§ EXERCISE DESCRIPTION
Reproduce every line of the items below word for word, leaving out the pictures.

begin DATA SUPPLIED

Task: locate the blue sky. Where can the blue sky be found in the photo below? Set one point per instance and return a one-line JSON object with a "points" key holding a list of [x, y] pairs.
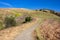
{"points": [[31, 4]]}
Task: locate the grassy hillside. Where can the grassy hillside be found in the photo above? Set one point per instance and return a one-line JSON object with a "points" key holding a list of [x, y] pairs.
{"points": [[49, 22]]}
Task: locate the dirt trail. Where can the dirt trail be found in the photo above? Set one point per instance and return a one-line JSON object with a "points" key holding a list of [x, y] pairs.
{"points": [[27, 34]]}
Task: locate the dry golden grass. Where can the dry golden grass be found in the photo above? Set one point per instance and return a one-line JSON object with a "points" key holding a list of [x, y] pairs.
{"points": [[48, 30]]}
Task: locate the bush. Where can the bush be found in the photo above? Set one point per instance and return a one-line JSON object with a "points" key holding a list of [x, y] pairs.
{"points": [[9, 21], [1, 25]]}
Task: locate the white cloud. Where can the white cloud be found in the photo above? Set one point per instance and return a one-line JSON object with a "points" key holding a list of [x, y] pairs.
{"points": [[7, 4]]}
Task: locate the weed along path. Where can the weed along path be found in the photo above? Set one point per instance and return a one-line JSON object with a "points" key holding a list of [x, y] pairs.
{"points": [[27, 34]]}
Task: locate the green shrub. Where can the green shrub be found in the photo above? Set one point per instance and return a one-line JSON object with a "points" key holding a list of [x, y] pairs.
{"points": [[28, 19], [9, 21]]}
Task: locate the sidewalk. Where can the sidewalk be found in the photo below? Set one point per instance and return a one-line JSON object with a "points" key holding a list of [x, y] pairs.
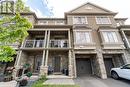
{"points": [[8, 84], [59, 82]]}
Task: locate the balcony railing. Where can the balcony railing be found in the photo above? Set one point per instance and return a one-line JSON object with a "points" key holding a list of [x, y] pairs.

end DATA SUPPLIED

§ COMPLETED TASK
Task: locate the blue sky. Where can the blue sky be found in the photo below? Set one point per instance and return a one-line JSON object with a "points" key holding a list of [x, y] pairs.
{"points": [[31, 4]]}
Task: locate the grassy hillside. Where can the grassy hillside be found in the photo above? Set one point per instance and return a one-line JSON object with a "points" key holding a list of [x, y] pairs.
{"points": [[49, 22]]}
Task: locate the dirt trail. Where can the dirt trail be found in the photo above? Set one point per instance and return a one-line JSON object with a "points" key holding a list of [x, y] pairs.
{"points": [[27, 34]]}
Task: locate the dry golden grass. Where can the dry golden grass be found in the photo above? Set one point per instance and return a one-line JSON object with a "points" key holding a list of [x, y] pairs.
{"points": [[48, 30]]}
Task: locate the bush. Where can the bush be found in the photo above? Set one point per instance and return a one-line JSON object with a "points" key holding a list of [x, y] pairs.
{"points": [[9, 21], [1, 25]]}
Task: locate the white cloud. Where can the white cloud be found in the photo above? Set one point per instance and return a one-line JSON object with a "points" key holding a list of [x, y] pairs.
{"points": [[7, 4]]}
Task: locate the weed along path. Where can the weed along path be found in the photo above? Set one point per instance and return a one-line JSON object with a "points" key holding a list of [x, y] pairs.
{"points": [[27, 34]]}
Task: locate the green shrub. Where can the green shrub be found in the photo above? Set one point per instance and return a one-line JSON object with a "points" key holding a list of [x, y] pairs.
{"points": [[28, 19], [9, 21]]}
Task: locate the sidewalk. Where can the sidewalk be found in the photo below? Set one point per instance and return a one-line JSON object with a "points" key holding a list of [x, y] pairs.
{"points": [[8, 84], [59, 82]]}
Task: locate the balcony railing. Where can the balcony railing be found in the photo above? Set one point per instance and return a one-line JSON object with a "points" key holding a list of [x, y] pairs.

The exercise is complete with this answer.